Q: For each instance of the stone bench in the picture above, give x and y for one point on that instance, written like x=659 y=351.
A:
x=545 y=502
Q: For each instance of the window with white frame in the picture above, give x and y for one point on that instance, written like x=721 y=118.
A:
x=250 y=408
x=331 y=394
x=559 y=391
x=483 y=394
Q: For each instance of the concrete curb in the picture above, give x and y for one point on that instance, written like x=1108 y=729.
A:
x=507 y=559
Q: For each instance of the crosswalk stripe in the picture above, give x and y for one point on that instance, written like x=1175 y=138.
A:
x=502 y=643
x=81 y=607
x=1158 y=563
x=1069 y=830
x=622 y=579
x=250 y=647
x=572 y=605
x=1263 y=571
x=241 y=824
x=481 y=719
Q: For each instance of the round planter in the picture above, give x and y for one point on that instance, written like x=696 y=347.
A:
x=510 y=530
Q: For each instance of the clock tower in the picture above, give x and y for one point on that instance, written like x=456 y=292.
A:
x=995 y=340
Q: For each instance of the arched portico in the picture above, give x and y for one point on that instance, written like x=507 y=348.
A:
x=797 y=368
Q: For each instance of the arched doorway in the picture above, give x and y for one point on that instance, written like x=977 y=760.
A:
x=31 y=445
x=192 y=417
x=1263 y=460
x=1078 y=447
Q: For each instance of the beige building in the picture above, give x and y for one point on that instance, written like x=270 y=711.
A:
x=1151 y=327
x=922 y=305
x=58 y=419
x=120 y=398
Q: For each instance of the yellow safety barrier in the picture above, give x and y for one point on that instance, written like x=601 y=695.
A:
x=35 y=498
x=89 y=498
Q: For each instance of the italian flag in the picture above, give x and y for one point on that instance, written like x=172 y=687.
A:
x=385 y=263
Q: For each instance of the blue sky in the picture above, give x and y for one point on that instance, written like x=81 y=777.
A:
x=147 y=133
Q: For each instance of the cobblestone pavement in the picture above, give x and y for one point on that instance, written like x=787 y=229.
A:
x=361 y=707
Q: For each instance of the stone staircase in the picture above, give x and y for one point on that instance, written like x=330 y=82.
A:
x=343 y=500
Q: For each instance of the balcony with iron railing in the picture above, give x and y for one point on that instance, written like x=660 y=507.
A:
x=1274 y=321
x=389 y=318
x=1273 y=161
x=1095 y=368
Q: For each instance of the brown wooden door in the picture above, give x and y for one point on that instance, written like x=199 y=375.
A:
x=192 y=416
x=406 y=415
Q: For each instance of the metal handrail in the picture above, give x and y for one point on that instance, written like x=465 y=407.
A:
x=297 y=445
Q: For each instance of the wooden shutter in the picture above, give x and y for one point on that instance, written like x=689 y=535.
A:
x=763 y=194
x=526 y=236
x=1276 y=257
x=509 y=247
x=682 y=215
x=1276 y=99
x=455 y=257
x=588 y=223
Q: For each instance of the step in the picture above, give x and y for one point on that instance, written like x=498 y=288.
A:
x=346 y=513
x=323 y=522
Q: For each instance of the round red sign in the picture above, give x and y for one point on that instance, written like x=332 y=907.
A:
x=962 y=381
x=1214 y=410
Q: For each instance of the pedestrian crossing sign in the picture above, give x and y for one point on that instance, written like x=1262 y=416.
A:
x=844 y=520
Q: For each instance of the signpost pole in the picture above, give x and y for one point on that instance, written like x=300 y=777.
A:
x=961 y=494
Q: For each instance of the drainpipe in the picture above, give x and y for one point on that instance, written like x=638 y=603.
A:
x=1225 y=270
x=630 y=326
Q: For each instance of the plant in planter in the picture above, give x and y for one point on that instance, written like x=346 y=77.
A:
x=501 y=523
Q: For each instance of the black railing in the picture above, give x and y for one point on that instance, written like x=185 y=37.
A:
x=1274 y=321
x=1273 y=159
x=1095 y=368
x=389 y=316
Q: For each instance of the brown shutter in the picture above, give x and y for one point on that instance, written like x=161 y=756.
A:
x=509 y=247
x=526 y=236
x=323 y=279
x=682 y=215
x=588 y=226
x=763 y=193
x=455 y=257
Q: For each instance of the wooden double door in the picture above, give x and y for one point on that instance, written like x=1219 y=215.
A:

++++++

Stated task:
Could you quote all of the records above verbatim, line for line?

Full response:
Q: For each instance of the stone bench in the picture above, give x and y for one point on that instance, written like x=659 y=351.
A:
x=545 y=502
Q: For each instance of the window with white frame in the picture above, give x and y for one point on that instance, written like x=721 y=118.
A:
x=250 y=408
x=331 y=394
x=559 y=391
x=483 y=394
Q: For each instance of the concrete curb in the picture above, give x and y for one point on that instance, written like x=1108 y=729.
A:
x=507 y=559
Q: For each instance of the crosswalk stripe in the picture above, give x and y for one point on that instance, written like x=1175 y=138.
A:
x=502 y=643
x=81 y=607
x=1158 y=563
x=1069 y=830
x=622 y=579
x=250 y=647
x=572 y=605
x=1263 y=571
x=241 y=824
x=481 y=719
Q: For each instance of the round planter in the picture above, give x and y for one point on that instance, written like x=696 y=347.
A:
x=510 y=530
Q: For each instance of the clock tower in the picture above, give x and y for one point on that instance, written like x=456 y=292.
A:
x=995 y=340
Q: For each instance of the arched portico in the picture above, give x and y for one point on that instance, written like x=507 y=348.
A:
x=797 y=368
Q: For each instance of the arched doorway in the picture above, give x and y for one point on that instance, written like x=977 y=760.
A:
x=31 y=445
x=192 y=417
x=1263 y=460
x=1078 y=447
Q: For each instance of the beige building in the picture above, give x and y for one point on that instance, written like x=270 y=711.
A:
x=1151 y=327
x=922 y=305
x=58 y=419
x=120 y=398
Q: For each instance of the yellow safety barrier in the picture above, give x and y for one point on that instance, written like x=601 y=695.
A:
x=35 y=498
x=89 y=498
Q: For each instance of the italian flag in the picture above, give x and y for one point on that instance, written like x=172 y=687.
A:
x=385 y=263
Q: For each instance of the blue sky in the picture above, give x and y for one point on that instance, written like x=81 y=777.
A:
x=147 y=133
Q: For each instance of the cobblestone pavement in the picture above, give x and y for one point on that instance, written like x=787 y=229.
A:
x=361 y=707
Q: For each instance of the stone staircase in the picture above, give x and y for one point on that instance, written like x=330 y=82.
A:
x=343 y=500
Q: For each instance of the balcony with iron railing in the picture above, give x and y for one point on that instance, written like x=660 y=507.
A:
x=1274 y=321
x=389 y=318
x=1273 y=161
x=1095 y=368
Q: For each instance of the brown wooden door in the picture above, give x and y for one point on that instance, written like x=199 y=375.
A:
x=192 y=416
x=406 y=415
Q: For each instance of the metal handrail in the picture above, give x and y for one point on that instance, written like x=465 y=407.
A:
x=297 y=445
Q: For each instance of the wooden shutter in the picture above, give x and y for one point on that instance, written like x=689 y=535.
A:
x=763 y=194
x=526 y=236
x=1276 y=257
x=509 y=247
x=682 y=215
x=1276 y=99
x=455 y=257
x=588 y=223
Q: For each instance of the step in the picture above, give x and y for one point on that instance, written like x=498 y=288.
A:
x=346 y=513
x=323 y=522
Q: For each instance of the round red sign in the picture above, give x and y for one point on that instance, written like x=332 y=907.
A:
x=962 y=381
x=1214 y=410
Q: For each instance of the pedestrian crossing sign in the picture above, give x and y for one point on that instance, written like x=1262 y=416.
A:
x=844 y=520
Q: For each instance of the signpost pole in the picture above, give x and y for one point on that instance, written like x=300 y=777.
A:
x=961 y=494
Q: For each instance of the drainpipe in the picture above, give x and y for one point on that instance, written like x=638 y=603.
A:
x=1225 y=270
x=630 y=326
Q: For each instance of the plant in planter in the picture above, give x and y for one point on that instance, written like x=346 y=77.
A:
x=501 y=523
Q: For each instance of the black railing in the picture above, give x and y for one point on that instance, written like x=185 y=37.
A:
x=1274 y=321
x=1273 y=159
x=1095 y=368
x=389 y=316
Q: For each instance of the brown shutter in the picture above, give x and y for one point on that instance, written like x=161 y=756.
A:
x=509 y=247
x=526 y=236
x=323 y=279
x=682 y=215
x=588 y=226
x=763 y=193
x=455 y=257
Q: For each instance of the wooden double door in the picture above, give x and y for one point on that instance, written like x=1219 y=215.
A:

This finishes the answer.